List each line of the following data that contains the word "below".
— Start of Task inputs —
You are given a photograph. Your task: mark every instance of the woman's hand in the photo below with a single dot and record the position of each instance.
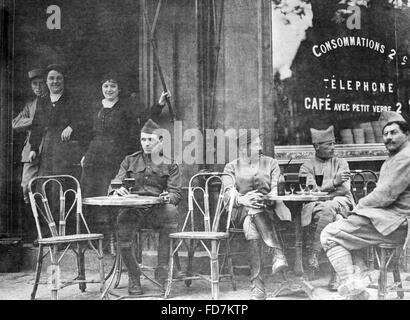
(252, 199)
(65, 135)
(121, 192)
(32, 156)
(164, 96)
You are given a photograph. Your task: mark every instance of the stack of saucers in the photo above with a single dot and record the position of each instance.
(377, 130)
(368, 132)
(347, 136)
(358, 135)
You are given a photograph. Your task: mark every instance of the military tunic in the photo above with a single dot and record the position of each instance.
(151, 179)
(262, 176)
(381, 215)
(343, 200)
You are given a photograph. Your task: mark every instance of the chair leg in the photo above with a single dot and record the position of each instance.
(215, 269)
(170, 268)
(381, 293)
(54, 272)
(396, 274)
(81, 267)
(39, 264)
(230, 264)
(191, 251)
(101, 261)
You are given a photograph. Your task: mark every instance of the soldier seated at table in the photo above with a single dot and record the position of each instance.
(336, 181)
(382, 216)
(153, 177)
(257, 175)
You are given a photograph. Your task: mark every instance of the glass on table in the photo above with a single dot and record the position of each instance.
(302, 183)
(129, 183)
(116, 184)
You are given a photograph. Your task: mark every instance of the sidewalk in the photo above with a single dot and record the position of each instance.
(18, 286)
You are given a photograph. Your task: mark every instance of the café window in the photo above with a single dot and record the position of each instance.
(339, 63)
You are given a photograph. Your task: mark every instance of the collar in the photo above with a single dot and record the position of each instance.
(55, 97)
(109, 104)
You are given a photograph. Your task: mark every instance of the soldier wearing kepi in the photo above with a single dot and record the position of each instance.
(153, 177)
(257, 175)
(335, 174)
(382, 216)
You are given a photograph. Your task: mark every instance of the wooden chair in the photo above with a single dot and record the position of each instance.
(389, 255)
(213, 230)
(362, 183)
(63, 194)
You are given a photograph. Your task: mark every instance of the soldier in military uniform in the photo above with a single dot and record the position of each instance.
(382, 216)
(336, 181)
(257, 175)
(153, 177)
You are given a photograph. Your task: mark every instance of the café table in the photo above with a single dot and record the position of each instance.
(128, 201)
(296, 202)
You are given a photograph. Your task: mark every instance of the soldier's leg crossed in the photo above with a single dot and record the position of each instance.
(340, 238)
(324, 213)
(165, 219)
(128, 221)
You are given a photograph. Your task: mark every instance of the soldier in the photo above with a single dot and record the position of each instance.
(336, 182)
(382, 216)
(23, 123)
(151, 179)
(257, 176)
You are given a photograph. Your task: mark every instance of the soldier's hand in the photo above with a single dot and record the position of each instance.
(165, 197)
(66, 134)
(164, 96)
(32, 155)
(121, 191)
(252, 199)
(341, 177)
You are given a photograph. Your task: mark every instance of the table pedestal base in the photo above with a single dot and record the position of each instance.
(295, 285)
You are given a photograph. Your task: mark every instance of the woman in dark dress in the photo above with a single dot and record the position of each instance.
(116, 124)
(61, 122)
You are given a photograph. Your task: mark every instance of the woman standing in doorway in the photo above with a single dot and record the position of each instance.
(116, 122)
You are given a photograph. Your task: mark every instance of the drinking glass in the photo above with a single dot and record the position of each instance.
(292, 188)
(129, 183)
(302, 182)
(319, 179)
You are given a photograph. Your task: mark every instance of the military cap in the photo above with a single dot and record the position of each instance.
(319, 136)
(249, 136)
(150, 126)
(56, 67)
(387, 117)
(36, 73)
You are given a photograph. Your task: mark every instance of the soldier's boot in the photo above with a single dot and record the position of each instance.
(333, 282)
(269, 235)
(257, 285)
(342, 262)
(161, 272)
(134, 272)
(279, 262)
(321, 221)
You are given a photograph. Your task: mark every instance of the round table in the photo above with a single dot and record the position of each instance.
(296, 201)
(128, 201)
— End of Task inputs —
— Start of Task inputs —
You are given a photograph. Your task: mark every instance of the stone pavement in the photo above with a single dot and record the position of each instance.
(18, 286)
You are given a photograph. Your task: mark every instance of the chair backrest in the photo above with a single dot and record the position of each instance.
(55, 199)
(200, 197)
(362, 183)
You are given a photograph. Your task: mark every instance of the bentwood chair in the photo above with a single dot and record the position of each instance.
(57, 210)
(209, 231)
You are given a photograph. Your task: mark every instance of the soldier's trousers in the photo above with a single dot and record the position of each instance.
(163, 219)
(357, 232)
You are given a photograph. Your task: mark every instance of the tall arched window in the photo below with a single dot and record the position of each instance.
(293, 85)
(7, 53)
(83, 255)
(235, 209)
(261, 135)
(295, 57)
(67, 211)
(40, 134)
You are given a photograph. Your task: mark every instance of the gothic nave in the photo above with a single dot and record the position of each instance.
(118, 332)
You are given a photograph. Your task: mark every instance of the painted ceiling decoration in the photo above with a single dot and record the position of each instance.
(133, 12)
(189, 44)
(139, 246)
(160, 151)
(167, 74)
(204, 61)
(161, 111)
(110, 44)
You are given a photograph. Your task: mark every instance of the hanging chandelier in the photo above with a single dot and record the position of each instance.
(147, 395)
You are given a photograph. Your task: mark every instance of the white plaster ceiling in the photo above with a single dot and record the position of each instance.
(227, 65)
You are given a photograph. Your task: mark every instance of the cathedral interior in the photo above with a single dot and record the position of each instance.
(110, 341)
— End of Task inputs —
* Expected answer
You are given a photograph. Your task: mark every instance of the woman's hand in the photo below with a single dot and record the position of each instance.
You are given a photograph. Your task: mark every instance of the tall arched window in the photo below with a single dot and record the position of each instance.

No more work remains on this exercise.